- Directed by: Abel Gance
- Written by: Abel Gance
- Produced by: Louis Nalpas
- Starring: Séverin-Mars [fr] Albert Dieudonné
- Cinematography: Léonce-Henri Burel
- Release date: 1915;
- Running time: 10 minutes
- Country: France
- Languages: Silent French intertitles

= La Folie du Docteur Tube =

1915 film

La Folie du docteur Tube is a 1915 short silent experimental film directed by Abel Gance, in which a scientist takes a white, cocaine-like powder which makes him hallucinate. Gance shows the man's hallucinations by using a series of distorting mirrors and ordinary lenses, because no distorting lenses were available at this moment in time. A copy of the film is preserved at the Cinémathèque française and has been digitised.

==Plot==

La Folie du Docteur Tube (1915)

A famous and whimsical Doctor Tube invents a powder that makes people deformed. He first tries the experiment on a dog, then on his assistant, a black child, and on himself. The result amuses them a lot. He then sprays some powder on two lovely young girls who visit him, who are devastated by the result, as well as their fiancés who receive the same treatment. The bodies are so deformed that they become unrecognizable. The four young people come to blows with the professor, who then tells them that all they need to do is get rid of the dust that covers their clothes to regain a normal shape. Everything goes back to normal and the adventure ends around a table and a bottle of champagne.

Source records

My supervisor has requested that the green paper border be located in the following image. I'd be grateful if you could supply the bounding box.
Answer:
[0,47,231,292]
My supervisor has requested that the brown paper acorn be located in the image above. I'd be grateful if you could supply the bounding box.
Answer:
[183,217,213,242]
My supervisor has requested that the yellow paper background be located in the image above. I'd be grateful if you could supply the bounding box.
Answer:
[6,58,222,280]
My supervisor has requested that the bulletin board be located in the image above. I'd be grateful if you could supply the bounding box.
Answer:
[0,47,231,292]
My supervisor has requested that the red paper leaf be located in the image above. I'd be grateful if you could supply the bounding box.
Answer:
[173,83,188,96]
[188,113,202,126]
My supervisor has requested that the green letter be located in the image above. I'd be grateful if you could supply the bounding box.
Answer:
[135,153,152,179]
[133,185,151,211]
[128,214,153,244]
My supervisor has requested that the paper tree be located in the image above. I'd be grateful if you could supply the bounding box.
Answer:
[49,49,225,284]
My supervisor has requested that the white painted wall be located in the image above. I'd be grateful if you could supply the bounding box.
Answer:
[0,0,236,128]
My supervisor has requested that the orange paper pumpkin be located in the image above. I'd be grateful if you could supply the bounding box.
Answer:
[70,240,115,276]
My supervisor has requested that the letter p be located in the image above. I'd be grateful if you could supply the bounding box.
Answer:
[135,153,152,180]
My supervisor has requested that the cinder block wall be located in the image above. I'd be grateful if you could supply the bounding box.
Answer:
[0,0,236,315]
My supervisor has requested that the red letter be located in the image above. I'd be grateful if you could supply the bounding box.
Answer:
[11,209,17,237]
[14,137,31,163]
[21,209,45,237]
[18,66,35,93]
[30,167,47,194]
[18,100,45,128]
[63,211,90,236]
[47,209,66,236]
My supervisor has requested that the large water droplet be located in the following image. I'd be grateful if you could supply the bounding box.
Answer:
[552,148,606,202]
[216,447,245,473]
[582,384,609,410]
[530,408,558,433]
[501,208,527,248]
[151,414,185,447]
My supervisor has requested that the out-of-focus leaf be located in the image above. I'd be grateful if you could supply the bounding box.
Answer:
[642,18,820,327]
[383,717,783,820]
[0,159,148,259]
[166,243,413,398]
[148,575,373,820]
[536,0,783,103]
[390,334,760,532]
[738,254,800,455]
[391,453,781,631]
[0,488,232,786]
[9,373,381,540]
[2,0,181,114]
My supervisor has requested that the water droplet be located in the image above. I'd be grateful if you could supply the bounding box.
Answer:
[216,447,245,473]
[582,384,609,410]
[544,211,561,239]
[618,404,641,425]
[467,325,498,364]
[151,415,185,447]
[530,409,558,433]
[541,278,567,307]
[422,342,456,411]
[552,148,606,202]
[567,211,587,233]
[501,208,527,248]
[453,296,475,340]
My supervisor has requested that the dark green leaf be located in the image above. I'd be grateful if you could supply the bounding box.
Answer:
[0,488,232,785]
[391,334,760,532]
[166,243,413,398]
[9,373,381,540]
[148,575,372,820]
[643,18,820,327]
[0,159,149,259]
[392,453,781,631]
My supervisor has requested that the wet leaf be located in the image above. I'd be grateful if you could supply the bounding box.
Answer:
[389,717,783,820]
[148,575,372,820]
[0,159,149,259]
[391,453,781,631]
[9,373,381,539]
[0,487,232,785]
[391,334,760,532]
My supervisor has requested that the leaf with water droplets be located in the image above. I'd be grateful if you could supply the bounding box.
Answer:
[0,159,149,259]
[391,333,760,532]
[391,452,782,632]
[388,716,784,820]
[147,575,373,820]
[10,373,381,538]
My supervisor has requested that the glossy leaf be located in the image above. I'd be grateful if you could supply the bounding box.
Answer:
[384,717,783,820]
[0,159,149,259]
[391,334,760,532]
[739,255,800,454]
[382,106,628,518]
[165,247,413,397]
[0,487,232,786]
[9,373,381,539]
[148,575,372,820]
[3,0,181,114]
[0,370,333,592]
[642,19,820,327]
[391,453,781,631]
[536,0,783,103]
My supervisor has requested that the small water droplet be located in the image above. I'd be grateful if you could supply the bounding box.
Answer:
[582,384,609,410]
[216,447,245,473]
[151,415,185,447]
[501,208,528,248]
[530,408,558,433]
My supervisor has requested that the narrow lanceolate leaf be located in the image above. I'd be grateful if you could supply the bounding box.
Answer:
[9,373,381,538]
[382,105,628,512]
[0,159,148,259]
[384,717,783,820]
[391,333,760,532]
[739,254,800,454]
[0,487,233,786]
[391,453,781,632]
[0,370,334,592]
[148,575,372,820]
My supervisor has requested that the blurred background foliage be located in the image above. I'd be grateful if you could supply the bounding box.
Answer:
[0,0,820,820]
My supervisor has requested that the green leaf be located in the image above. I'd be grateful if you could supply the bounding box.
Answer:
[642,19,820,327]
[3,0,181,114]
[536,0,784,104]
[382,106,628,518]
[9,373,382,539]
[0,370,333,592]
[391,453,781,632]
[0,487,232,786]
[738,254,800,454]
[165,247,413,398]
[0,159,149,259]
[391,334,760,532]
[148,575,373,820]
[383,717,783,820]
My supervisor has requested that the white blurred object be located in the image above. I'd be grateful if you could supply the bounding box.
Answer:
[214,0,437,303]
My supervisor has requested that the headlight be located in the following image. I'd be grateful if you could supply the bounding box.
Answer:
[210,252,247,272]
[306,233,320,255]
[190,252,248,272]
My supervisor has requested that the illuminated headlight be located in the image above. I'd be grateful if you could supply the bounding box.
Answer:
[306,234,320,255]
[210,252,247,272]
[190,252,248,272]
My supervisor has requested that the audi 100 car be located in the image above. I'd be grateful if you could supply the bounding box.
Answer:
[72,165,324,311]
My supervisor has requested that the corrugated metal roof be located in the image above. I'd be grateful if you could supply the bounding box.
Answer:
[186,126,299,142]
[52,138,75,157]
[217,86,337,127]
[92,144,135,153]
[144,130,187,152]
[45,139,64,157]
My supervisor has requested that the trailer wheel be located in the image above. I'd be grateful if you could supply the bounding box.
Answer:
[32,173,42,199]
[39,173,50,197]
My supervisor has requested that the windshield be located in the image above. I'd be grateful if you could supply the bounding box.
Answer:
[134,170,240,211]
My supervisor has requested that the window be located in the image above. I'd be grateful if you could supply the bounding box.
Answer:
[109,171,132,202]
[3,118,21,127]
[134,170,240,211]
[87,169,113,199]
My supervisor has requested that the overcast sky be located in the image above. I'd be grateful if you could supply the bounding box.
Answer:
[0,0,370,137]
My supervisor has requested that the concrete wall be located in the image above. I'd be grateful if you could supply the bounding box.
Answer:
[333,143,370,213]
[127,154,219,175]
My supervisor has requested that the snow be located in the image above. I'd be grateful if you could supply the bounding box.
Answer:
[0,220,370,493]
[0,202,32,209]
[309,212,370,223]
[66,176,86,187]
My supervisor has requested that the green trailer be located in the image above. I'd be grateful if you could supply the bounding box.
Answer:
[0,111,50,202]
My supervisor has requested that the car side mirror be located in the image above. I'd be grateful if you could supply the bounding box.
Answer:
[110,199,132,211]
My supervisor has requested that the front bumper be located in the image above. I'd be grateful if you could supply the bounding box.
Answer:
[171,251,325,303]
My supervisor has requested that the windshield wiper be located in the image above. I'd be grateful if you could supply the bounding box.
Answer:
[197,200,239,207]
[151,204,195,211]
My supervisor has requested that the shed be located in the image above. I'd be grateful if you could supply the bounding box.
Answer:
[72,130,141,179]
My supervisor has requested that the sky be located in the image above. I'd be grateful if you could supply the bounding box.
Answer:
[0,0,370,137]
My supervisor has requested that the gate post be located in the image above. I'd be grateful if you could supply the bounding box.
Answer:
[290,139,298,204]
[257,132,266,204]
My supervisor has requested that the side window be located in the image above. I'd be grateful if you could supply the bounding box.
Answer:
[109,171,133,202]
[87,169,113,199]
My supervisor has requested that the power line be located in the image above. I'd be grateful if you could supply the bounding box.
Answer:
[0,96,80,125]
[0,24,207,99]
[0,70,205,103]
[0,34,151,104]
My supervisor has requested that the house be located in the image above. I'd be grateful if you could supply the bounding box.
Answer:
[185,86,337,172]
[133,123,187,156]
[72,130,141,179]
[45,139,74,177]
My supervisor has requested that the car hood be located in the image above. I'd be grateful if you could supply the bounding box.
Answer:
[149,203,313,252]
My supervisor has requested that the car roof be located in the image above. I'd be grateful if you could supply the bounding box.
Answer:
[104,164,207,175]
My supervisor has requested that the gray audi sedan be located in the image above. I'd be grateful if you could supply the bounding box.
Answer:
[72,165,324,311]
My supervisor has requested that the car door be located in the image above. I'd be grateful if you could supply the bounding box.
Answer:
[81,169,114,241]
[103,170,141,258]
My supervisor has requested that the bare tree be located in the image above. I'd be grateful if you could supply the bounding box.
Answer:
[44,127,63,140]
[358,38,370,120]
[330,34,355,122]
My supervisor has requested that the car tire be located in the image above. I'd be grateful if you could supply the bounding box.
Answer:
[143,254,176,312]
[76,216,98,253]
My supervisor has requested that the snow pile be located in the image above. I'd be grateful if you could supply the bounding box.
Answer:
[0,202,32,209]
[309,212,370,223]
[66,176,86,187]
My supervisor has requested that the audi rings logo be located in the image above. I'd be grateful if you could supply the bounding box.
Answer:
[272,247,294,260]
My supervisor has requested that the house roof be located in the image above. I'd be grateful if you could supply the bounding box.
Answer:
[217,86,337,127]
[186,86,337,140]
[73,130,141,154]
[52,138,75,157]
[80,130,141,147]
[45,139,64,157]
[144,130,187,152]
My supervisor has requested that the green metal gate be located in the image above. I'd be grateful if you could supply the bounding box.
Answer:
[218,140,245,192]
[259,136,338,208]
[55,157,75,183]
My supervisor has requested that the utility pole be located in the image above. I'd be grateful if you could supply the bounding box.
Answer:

[What the task asks]:
Using the La Folie du Docteur Tube article above, answer these questions:
(a) Who produced the film?
(b) Where is a copy of the film preserved?
(c) On what did Doctor Tube first try his powder?

[Task answer]:
(a) Louis Nalpas
(b) At the Cinémathèque française
(c) On a dog